Short exercise 1 ▸
Decide whether each statement below agrees with the page on troubleshooting scheduled notebook jobs in SageMaker Studio, and answer yes or no for each, quoting the deciding words of the page. (a) The page names two common errors that might prevent a scheduled notebook job. (b) The page says AccessDenied errors most commonly occur from network timeouts. (c) The trust relationship shown on the page names the service "sagemaker.amazonaws.com".

Extract to read ▸
○ ○ ○

How can I troubleshoot scheduled notebook jobs in SageMaker Studio?

4 minute read
1

When I run a scheduled notebook job in Amazon SageMaker Studio, I get an error.

Short description

There are two common errors that might prevent a scheduled notebook job in SageMaker Studio:

  • AccessDenied errors
  • UI errors when you try to update a job

Resolution

AccessDenied errors

AccessDenied errors most commonly involve the following issues:

  • AWS Identity and Access Management (IAM) policies
  • Virtual private cloud (VPC) endpoint policies
  • Resource tag exceptions

IAM policy issues

AccessDenied errors most commonly occur from permission based errors. Therefore, follow the best practices for the IAM role that you need for the notebook job. You need the following IAM role for the base trust relationship:

{
  "Version": "2012-10-17",
  "Statement": [
    {
      "Effect": "Allow",
      "Principal": {
        "Service": "sagemaker.amazonaws.com"
      },
      "Action": "sts:AssumeRole"

○ ○ ○

Records to use ▸
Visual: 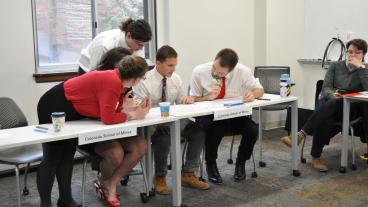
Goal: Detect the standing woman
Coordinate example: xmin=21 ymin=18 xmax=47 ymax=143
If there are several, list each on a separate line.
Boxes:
xmin=78 ymin=18 xmax=152 ymax=74
xmin=37 ymin=56 xmax=150 ymax=207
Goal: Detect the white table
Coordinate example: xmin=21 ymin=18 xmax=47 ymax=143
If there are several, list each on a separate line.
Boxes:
xmin=170 ymin=94 xmax=300 ymax=176
xmin=339 ymin=95 xmax=368 ymax=173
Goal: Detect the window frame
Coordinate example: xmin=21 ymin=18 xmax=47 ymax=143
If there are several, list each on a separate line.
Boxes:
xmin=31 ymin=0 xmax=157 ymax=83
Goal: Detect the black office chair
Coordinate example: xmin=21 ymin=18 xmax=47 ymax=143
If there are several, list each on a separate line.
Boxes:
xmin=227 ymin=66 xmax=290 ymax=167
xmin=300 ymin=80 xmax=362 ymax=173
xmin=0 ymin=97 xmax=43 ymax=206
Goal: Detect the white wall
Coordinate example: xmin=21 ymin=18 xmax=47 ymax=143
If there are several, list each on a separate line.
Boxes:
xmin=0 ymin=0 xmax=53 ymax=124
xmin=0 ymin=0 xmax=325 ymax=127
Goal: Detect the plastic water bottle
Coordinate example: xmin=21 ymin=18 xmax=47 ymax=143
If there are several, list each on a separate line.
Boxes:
xmin=280 ymin=73 xmax=291 ymax=97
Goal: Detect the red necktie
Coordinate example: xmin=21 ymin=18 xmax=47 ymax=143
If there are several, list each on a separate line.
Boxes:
xmin=216 ymin=77 xmax=226 ymax=99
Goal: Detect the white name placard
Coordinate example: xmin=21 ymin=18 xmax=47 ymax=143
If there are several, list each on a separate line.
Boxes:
xmin=78 ymin=126 xmax=137 ymax=145
xmin=213 ymin=105 xmax=252 ymax=121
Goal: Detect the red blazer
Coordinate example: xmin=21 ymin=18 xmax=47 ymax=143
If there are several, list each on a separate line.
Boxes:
xmin=64 ymin=69 xmax=127 ymax=124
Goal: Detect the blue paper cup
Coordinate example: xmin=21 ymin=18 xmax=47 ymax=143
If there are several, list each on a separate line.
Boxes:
xmin=51 ymin=112 xmax=65 ymax=132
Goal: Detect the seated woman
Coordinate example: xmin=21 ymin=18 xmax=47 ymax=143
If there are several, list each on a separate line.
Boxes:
xmin=282 ymin=39 xmax=368 ymax=172
xmin=37 ymin=56 xmax=151 ymax=206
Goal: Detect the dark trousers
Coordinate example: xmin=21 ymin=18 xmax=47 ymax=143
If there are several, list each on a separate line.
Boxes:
xmin=302 ymin=98 xmax=366 ymax=157
xmin=198 ymin=116 xmax=258 ymax=164
xmin=37 ymin=83 xmax=84 ymax=207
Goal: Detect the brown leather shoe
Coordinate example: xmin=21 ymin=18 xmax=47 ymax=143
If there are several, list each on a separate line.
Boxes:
xmin=154 ymin=176 xmax=169 ymax=195
xmin=311 ymin=157 xmax=328 ymax=172
xmin=281 ymin=132 xmax=305 ymax=147
xmin=181 ymin=172 xmax=210 ymax=190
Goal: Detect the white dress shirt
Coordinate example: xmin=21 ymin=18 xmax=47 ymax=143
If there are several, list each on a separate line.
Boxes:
xmin=190 ymin=62 xmax=263 ymax=98
xmin=79 ymin=29 xmax=144 ymax=72
xmin=133 ymin=67 xmax=185 ymax=107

○ ○ ○

Short exercise 2 ▸
Tally the lines of the listing that contain the word "woman", and give only the number.

Expected answer 1 ▸
(a) Yes: "There are two common errors that might prevent a scheduled notebook job in SageMaker Studio"
(b) No: "AccessDenied errors most commonly occur from permission based errors."
(c) Yes: "Service": "sagemaker.amazonaws.com"

Expected answer 2 ▸
2